[Data entries]

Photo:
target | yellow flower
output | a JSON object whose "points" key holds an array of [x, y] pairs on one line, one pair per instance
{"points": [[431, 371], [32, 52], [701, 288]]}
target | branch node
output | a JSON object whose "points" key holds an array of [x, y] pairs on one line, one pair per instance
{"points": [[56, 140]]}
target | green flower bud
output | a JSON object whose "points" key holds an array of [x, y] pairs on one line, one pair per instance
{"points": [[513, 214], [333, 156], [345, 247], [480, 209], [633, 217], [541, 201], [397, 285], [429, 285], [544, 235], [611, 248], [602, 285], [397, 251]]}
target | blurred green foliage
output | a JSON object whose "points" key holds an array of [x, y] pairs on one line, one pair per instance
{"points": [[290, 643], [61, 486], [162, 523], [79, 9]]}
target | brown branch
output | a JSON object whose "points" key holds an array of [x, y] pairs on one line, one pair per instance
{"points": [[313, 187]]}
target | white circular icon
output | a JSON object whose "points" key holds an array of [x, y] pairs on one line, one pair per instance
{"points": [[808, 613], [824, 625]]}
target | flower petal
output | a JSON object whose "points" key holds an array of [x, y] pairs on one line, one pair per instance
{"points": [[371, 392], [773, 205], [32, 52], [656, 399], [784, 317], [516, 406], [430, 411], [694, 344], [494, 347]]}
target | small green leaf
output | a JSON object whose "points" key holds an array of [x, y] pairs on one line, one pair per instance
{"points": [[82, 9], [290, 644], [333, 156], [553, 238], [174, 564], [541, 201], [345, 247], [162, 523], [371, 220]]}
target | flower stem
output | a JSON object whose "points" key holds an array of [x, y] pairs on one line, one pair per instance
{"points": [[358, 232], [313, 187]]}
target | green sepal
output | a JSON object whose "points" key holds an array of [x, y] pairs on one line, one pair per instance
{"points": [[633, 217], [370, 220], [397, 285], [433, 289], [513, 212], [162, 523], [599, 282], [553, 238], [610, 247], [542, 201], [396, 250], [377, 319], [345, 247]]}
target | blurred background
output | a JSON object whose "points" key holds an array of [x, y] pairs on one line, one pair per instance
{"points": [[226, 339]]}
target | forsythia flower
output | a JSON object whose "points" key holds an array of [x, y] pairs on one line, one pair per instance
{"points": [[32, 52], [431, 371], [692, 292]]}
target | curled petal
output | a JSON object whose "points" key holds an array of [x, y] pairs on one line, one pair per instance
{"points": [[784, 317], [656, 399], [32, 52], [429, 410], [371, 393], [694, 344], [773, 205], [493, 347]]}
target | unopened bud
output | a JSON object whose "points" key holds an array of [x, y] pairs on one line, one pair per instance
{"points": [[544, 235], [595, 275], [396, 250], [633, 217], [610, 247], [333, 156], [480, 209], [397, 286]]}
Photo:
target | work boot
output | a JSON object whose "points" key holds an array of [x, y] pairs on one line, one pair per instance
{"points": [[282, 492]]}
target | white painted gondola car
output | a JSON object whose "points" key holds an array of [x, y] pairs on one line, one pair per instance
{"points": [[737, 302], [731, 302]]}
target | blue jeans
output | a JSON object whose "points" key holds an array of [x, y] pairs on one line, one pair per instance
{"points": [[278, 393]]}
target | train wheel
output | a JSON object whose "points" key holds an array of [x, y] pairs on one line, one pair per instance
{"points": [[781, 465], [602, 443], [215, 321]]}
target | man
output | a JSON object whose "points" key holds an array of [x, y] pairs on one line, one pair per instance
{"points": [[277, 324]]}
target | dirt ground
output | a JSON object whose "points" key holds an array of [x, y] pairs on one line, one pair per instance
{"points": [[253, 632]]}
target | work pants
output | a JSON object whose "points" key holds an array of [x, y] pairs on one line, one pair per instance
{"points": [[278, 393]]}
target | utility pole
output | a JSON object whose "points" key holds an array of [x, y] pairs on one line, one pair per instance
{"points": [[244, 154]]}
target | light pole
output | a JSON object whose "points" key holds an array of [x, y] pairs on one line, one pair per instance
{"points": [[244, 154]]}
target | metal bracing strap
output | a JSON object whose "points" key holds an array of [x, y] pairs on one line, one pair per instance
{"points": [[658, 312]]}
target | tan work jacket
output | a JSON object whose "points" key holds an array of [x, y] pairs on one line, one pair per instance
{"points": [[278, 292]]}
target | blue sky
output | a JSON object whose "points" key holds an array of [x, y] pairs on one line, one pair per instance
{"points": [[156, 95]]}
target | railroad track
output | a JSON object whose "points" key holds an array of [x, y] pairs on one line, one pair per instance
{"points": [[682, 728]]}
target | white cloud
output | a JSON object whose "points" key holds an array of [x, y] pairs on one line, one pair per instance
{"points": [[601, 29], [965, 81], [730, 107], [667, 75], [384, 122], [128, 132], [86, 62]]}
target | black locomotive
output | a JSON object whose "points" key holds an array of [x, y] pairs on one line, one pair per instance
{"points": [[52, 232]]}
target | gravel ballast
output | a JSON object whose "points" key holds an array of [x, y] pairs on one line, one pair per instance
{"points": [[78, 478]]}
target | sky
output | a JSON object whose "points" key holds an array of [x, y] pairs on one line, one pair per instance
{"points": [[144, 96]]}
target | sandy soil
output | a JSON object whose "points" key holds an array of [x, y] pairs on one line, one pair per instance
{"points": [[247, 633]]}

• Stated goal
Write out every line of the data again, from the line "target | sky" through the final line, both included, adding 51 to each coordinate in the answers.

• Solved exercise
target | sky
output | a JSON object whose "points" key holds an array of [x, y] pairs on one line, one pair per instance
{"points": [[195, 147]]}
target | sandy soil
output | a JSON object whose "points" key holds an array of [x, y] pairs on one line, one pair per instance
{"points": [[298, 684]]}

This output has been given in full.